**Consigne**
Selon l'extrait du texte sur Jean-Louis Bourlanges, quelle station a diffusé son entretien avec Thomas Ferenczi ?

Jean-Louis Bourlanges : le besoin d’Europe est de retour

L’ancien député européen affirme, dans un entretien avec Thomas Ferenczi diffusé par Fréquence protestante, qu’après des années de doute les graves crises des années 2000 ont fait renaître un profond besoin d’Europe. Il soutient que l’intégration économique progresse depuis l’adoption du pacte budgétaire, conteste l’idée d’un « déficit démocratique » de l’Europe et considère que celle-ci a eu tort, après l’effondrement de l’URSS, de ne pas poser la question des frontières de l’Union. Voici des extraits de cet entretien.

Sur la relance de l’Union européenne.

« Comme toujours, c’est quand ça va mal que ça commence à aller mieux. Nous sommes dans une phase très nouvelle, un peu schizophrénique, dans laquelle, sous l’effet de tous les bouleversements géopolitiques, idéologiques, économiques des vingt dernières années, le besoin de l’Europe est puissamment de retour et en même temps la désaffection à l’égard de l’idée européenne fait des ravages. Nous vivons dans cet entre-deux quasi schizophrénique. Les gens n’aiment plus l’Union européenne et sont attachés à l’euro. Qui l’eût cru ?

**Entrées extraites**

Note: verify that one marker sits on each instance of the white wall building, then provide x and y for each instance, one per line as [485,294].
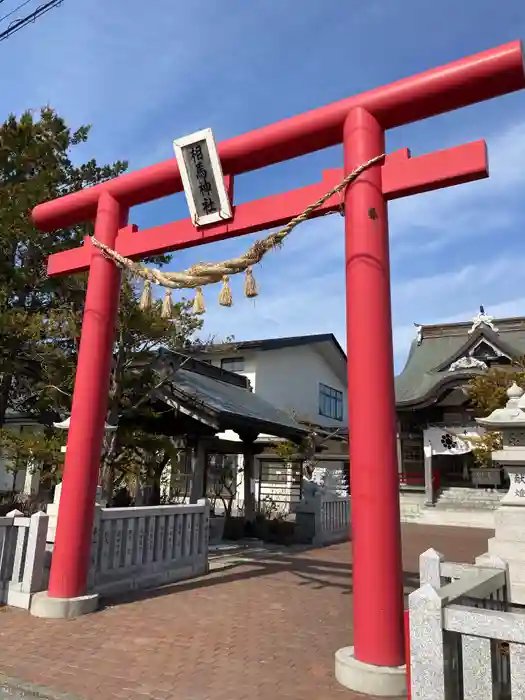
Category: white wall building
[304,376]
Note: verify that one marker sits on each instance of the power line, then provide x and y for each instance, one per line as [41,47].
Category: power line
[18,24]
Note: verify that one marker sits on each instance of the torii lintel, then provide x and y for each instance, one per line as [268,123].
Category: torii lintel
[401,174]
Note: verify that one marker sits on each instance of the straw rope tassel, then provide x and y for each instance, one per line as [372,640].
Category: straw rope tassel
[225,296]
[202,274]
[146,299]
[199,306]
[250,285]
[167,305]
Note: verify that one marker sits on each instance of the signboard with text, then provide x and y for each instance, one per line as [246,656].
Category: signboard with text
[202,178]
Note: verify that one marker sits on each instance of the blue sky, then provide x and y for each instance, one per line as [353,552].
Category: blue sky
[144,73]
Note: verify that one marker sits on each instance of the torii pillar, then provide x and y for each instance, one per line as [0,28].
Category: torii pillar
[374,665]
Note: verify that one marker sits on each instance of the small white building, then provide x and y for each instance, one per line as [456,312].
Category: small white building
[304,376]
[17,479]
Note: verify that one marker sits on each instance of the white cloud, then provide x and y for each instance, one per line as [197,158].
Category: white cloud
[302,285]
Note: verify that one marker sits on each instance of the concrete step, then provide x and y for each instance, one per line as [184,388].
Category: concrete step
[468,499]
[472,517]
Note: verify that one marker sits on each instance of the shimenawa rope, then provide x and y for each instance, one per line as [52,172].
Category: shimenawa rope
[204,273]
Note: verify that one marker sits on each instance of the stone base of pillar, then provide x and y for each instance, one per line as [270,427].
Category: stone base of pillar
[379,681]
[42,605]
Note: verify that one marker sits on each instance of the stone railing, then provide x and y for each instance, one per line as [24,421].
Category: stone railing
[464,643]
[22,557]
[322,517]
[144,547]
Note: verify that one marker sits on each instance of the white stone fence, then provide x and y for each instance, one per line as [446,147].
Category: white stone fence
[22,557]
[144,547]
[466,641]
[322,518]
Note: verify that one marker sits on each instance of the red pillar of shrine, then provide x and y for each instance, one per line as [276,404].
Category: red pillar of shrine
[377,567]
[71,554]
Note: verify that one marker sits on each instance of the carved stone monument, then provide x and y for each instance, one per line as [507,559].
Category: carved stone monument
[509,540]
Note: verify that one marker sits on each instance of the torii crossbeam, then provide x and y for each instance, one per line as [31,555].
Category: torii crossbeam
[374,664]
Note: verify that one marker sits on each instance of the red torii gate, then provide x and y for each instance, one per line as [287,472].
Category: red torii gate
[359,123]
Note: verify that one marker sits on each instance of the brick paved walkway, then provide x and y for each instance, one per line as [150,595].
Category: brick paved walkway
[263,630]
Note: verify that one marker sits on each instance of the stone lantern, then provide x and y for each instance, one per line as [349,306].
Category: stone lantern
[509,519]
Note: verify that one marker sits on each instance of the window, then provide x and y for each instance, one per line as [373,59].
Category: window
[330,402]
[275,472]
[233,364]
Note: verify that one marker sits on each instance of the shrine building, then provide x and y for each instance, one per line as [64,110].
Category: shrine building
[432,402]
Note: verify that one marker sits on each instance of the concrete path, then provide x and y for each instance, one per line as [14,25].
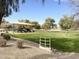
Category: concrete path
[31,52]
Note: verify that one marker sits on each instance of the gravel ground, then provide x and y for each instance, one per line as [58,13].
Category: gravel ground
[31,52]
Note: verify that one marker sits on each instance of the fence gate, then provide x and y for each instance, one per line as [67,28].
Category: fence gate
[45,43]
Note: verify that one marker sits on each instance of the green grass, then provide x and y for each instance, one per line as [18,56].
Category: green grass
[61,40]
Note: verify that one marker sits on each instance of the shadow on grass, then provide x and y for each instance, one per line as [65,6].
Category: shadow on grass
[66,44]
[24,47]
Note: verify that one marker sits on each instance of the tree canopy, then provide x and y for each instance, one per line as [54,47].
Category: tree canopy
[66,22]
[7,6]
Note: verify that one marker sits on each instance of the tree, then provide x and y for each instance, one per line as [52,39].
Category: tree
[66,22]
[25,21]
[76,25]
[49,23]
[6,7]
[75,5]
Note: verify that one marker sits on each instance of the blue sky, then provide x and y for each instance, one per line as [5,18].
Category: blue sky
[35,11]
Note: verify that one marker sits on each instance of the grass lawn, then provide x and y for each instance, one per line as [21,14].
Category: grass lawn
[61,40]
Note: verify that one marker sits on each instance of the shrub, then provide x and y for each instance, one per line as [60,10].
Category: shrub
[2,43]
[6,36]
[20,44]
[2,34]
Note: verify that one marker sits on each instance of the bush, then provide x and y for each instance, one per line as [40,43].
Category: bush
[19,44]
[2,43]
[6,36]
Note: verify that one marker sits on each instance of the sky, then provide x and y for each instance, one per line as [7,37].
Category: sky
[34,10]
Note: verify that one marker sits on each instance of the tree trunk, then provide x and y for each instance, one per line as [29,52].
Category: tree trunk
[0,19]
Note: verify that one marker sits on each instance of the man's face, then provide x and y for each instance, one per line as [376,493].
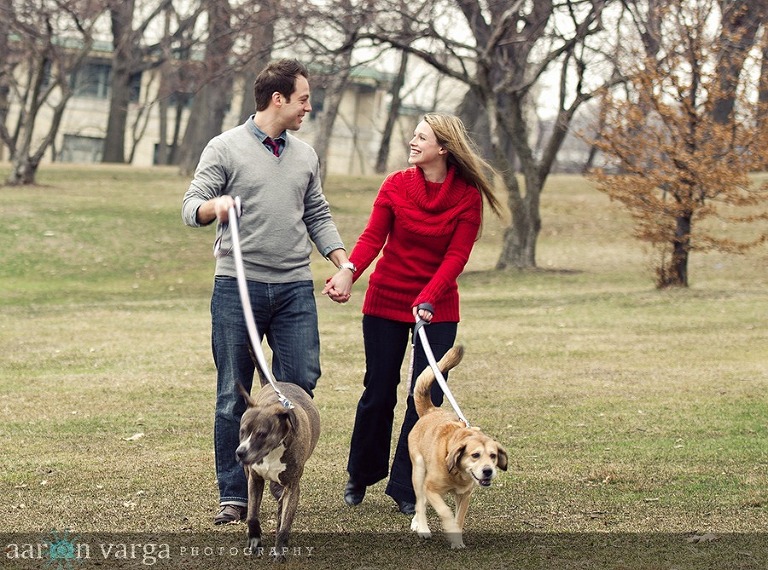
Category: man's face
[292,110]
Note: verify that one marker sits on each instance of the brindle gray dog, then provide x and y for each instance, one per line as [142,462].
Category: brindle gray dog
[275,443]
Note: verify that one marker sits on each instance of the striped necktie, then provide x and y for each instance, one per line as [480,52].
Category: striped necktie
[272,144]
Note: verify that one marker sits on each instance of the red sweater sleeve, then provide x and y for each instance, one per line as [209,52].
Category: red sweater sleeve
[454,261]
[372,239]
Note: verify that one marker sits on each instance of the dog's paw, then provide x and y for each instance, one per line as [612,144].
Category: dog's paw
[456,539]
[422,531]
[254,545]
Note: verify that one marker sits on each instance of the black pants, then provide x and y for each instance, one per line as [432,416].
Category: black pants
[386,343]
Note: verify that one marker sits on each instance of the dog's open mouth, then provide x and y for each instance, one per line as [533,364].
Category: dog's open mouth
[483,482]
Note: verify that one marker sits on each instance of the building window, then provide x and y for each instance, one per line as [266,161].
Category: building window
[95,80]
[76,148]
[92,80]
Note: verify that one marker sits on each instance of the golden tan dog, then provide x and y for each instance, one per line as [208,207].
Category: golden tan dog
[447,457]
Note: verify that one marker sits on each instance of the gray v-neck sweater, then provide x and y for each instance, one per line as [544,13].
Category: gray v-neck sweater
[284,209]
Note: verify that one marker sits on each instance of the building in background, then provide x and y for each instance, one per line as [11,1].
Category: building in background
[356,137]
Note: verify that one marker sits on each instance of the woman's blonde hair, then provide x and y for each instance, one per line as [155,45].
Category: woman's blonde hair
[452,135]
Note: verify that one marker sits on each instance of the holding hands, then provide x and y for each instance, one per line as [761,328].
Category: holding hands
[339,286]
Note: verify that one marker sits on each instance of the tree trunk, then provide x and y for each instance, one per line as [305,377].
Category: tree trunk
[392,114]
[741,20]
[121,14]
[333,93]
[210,103]
[675,273]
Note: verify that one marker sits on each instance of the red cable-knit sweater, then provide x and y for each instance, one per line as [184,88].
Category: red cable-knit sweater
[425,232]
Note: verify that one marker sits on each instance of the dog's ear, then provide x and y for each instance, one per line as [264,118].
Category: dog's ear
[501,458]
[454,458]
[288,417]
[246,395]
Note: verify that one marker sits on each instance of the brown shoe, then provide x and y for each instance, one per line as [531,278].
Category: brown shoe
[230,514]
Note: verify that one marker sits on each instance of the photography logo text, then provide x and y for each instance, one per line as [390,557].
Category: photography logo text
[65,551]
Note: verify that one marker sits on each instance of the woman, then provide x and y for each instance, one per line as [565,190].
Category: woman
[425,221]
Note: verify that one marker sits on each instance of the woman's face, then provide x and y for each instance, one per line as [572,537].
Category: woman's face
[424,149]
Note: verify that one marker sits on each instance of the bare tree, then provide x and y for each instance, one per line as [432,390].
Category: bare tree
[682,159]
[133,54]
[514,47]
[51,42]
[215,77]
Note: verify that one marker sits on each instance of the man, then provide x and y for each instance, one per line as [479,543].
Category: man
[277,178]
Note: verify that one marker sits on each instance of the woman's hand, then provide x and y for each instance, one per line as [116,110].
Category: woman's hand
[339,286]
[422,314]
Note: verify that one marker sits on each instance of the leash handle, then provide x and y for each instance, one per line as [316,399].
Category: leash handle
[253,333]
[419,330]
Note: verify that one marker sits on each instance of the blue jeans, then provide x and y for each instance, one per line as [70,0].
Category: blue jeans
[386,343]
[286,314]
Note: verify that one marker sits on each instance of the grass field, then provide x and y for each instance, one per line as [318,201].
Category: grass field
[636,420]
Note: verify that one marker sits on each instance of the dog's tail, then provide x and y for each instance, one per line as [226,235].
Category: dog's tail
[421,392]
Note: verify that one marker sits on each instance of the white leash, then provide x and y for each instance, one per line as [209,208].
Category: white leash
[419,329]
[234,213]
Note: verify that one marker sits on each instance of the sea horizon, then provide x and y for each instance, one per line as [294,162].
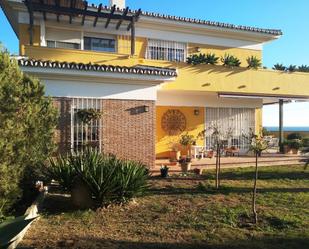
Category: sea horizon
[288,128]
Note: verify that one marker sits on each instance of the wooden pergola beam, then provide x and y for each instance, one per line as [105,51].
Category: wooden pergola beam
[84,12]
[121,20]
[57,4]
[111,14]
[135,17]
[60,10]
[133,37]
[30,10]
[96,18]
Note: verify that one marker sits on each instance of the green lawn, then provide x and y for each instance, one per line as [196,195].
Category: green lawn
[186,212]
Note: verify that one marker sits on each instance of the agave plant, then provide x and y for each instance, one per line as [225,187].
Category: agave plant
[254,62]
[303,68]
[10,229]
[279,67]
[230,61]
[291,68]
[62,171]
[108,178]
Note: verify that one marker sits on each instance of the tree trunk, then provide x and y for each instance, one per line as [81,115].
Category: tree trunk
[254,188]
[217,168]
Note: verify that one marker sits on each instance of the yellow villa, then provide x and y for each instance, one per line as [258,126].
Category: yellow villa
[131,66]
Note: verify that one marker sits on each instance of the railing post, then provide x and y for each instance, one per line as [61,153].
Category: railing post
[281,133]
[133,36]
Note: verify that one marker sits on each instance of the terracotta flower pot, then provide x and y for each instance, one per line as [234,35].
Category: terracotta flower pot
[185,167]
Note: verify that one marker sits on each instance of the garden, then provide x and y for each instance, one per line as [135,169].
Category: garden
[185,212]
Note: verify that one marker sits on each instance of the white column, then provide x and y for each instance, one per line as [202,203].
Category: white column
[42,33]
[82,40]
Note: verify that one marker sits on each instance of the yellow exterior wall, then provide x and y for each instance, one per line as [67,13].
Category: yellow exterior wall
[200,78]
[219,51]
[194,125]
[24,37]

**Réponse finale**
L'entretien a été diffusé par Fréquence protestante.